◆ Items listed in a dataset:
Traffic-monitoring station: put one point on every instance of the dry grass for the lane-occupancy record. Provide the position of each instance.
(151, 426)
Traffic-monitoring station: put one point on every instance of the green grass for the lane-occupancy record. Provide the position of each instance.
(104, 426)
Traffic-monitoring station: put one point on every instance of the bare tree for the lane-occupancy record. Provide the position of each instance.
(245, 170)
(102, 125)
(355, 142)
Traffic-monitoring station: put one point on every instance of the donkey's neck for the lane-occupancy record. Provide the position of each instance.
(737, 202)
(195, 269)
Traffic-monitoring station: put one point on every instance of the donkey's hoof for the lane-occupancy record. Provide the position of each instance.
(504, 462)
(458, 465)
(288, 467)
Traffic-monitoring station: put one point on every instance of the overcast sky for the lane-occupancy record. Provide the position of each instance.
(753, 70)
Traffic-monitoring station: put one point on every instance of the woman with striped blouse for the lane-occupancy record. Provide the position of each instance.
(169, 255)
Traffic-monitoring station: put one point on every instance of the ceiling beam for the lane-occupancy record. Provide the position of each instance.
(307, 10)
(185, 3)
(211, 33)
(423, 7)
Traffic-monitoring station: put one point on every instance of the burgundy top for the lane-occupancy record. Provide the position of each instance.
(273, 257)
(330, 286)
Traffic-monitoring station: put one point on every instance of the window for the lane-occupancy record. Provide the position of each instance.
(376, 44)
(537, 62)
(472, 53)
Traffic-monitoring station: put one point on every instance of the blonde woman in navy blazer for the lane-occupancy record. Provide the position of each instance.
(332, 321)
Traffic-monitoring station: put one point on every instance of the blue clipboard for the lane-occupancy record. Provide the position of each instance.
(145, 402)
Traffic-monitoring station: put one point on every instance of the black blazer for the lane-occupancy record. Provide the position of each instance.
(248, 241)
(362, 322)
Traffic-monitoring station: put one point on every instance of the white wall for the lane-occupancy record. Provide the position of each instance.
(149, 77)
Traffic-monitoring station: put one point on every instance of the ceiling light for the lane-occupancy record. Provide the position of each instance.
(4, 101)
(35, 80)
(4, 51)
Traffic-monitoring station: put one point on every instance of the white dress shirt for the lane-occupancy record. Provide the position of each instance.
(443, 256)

◆ Stated goal: Copy every record above exactly as it appears.

◆ Solution to this exercise:
Traffic-monitoring station: put one point on every instance of the dry grass for the lane-occupancy record. Provide the position of each instance.
(151, 426)
Traffic-monitoring station: put one point on every instance of the green grass for the lane-occupancy record. Provide the position of each instance.
(104, 426)
Traffic-monitoring station: put one point on every instance of the bare tree for the lane-occupancy record. Provide the position of each instance.
(245, 170)
(102, 125)
(355, 142)
Traffic-monitoring station: put one point on every instance of the donkey's neck for the lane-occupancy record. Provide the position of each instance.
(737, 202)
(195, 269)
Traffic-monitoring station: put one point on every instance of the donkey's hoof for the lane-occupancy record. Provide the position of each instance.
(504, 462)
(458, 465)
(288, 467)
Traffic-monitoring station: put one point on every instance of the overcast sky for the lane-occupancy record. Provide the position of each instance.
(753, 70)
Traffic-monitoring station: put one point on every instance of the woman with striped blouse for the lane-occupancy record. Provide the position of each instance.
(169, 255)
Traffic-monitoring station: put one point on every instance of the ceiling beam for the lane-occupancy record. Provide the position of each instance.
(307, 10)
(185, 3)
(211, 33)
(423, 7)
Traffic-monitoring station: put one point on every instance of the burgundy top for the lane-occupancy record. Provide the position of each instance.
(273, 257)
(330, 286)
Traffic-monitoring station: put one point on every instance of the window for the lane-occupancy record. Provide the position of each instance.
(376, 44)
(537, 62)
(472, 53)
Traffic-monitoring station: put one point on every instance of the blonde woman in navy blazer for the lane-occupancy record. Provide the position of each instance.
(332, 321)
Traffic-monitoring station: put one point on every instance of the blue clipboard for the lane-occupancy record. Provide the position of each instance.
(145, 402)
Traffic-monitoring station: put one point on every instance of the black blazer for the lane-occupancy record. Provide the position of each instance.
(248, 241)
(362, 322)
Traffic-monitoring station: put one point on every instance of the white wall for the lane-occupancy record. Provide the position of each instance.
(149, 77)
Traffic-monitoring station: put one point on every instance of the ceiling light for the lane-occupancy record. Provide the position of each instance.
(4, 101)
(35, 80)
(4, 51)
Traffic-monitoring station: put one point on every instance of the white dress shirt for the lane-occupancy record. Provide the position of each instance.
(443, 256)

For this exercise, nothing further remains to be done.